▸ **TASK A**: Reproduce the Sindh High Court judgment below word for word, from its heading through its final sentence.

IN THE HIGH COURT OF SINDH, CIRCUIT COURT, LARKANA

(1) Crl.  Appeal  No.S-57   of   2020

 

 

Appellant               :  Nabi Bakhsh s/o Khuda Bux Jakhrani,

 

Respondent           :  The State.

 

 

(2) Crl.  Appeal  No.S-58   of   2020

 

Appellant               :  Mohammad Hassan s/o Fazal Ali Jakhrani.

 

Respondent           :  The State.

 

 

Mr. Faiz Mohammad Larik, advocate for the appellants in both appeals.

Mr. Ali Anwar Kandhro, Additional Prosecutor General.

 

 

Date of hearing      : 22-10-2020.

Date of Judgment  : 22-10-2020.                  

 

 

J U D G M E N T.

 

NAIMATULLAH PHULPOTO, J.-              Appellants Nabi Bakhsh and Mohammad Hassan, both by caste Jakhrani, were tried by learned Additional Sessions Judge-II, Jacobabad, separately in Sessions Cases No.244 and 245 of 2019 based on Crime Nos.68 and 69 of 2019, registered at Police Station Saddar, Jacobabad. On the conclusion of the trial, vide separate judgments dated 24.09.2020 both appellants were convicted for offence under Section 23(1)(a) of Sindh Arms Act, 2013 and sentenced to suffer R.I. for five years and to pay fine of Rs.20,000/-. In case of default in the payment of fine, both accused were directed to undergo S.I. for three months more. Appellants were extended benefit of Section 382-B, Cr.P.C.

▸ **DATA FOR THIS EXERCISE**:
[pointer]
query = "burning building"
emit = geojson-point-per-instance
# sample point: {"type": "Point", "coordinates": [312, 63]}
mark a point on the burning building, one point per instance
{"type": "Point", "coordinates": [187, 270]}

▸ **TASK B**: Decrease every coordinate in the answers of the records above by 47. Then give all the lines of the records again, requests included.

▸ **REPLY A**:
IN THE HIGH COURT OF SINDH, CIRCUIT COURT, LARKANA

(1) Crl.  Appeal  No.S-57   of   2020

 

 

Appellant               :  Nabi Bakhsh s/o Khuda Bux Jakhrani,

 

Respondent           :  The State.

 

 

(2) Crl.  Appeal  No.S-58   of   2020

 

Appellant               :  Mohammad Hassan s/o Fazal Ali Jakhrani.

 

Respondent           :  The State.

 

 

Mr. Faiz Mohammad Larik, advocate for the appellants in both appeals.

Mr. Ali Anwar Kandhro, Additional Prosecutor General.

 

 

Date of hearing      : 22-10-2020.

Date of Judgment  : 22-10-2020.                  

 

 

J U D G M E N T.

 

NAIMATULLAH PHULPOTO, J.-              Appellants Nabi Bakhsh and Mohammad Hassan, both by caste Jakhrani, were tried by learned Additional Sessions Judge-II, Jacobabad, separately in Sessions Cases No.244 and 245 of 2019 based on Crime Nos.68 and 69 of 2019, registered at Police Station Saddar, Jacobabad. On the conclusion of the trial, vide separate judgments dated 24.09.2020 both appellants were convicted for offence under Section 23(1)(a) of Sindh Arms Act, 2013 and sentenced to suffer R.I. for five years and to pay fine of Rs.20,000/-. In case of default in the payment of fine, both accused were directed to undergo S.I. for three months more. Appellants were extended benefit of Section 382-B, Cr.P.C.

▸ **REPLY B**:
[pointer]
query = "burning building"
emit = geojson-point-per-instance
# sample point: {"type": "Point", "coordinates": [312, 63]}
mark a point on the burning building, one point per instance
{"type": "Point", "coordinates": [140, 223]}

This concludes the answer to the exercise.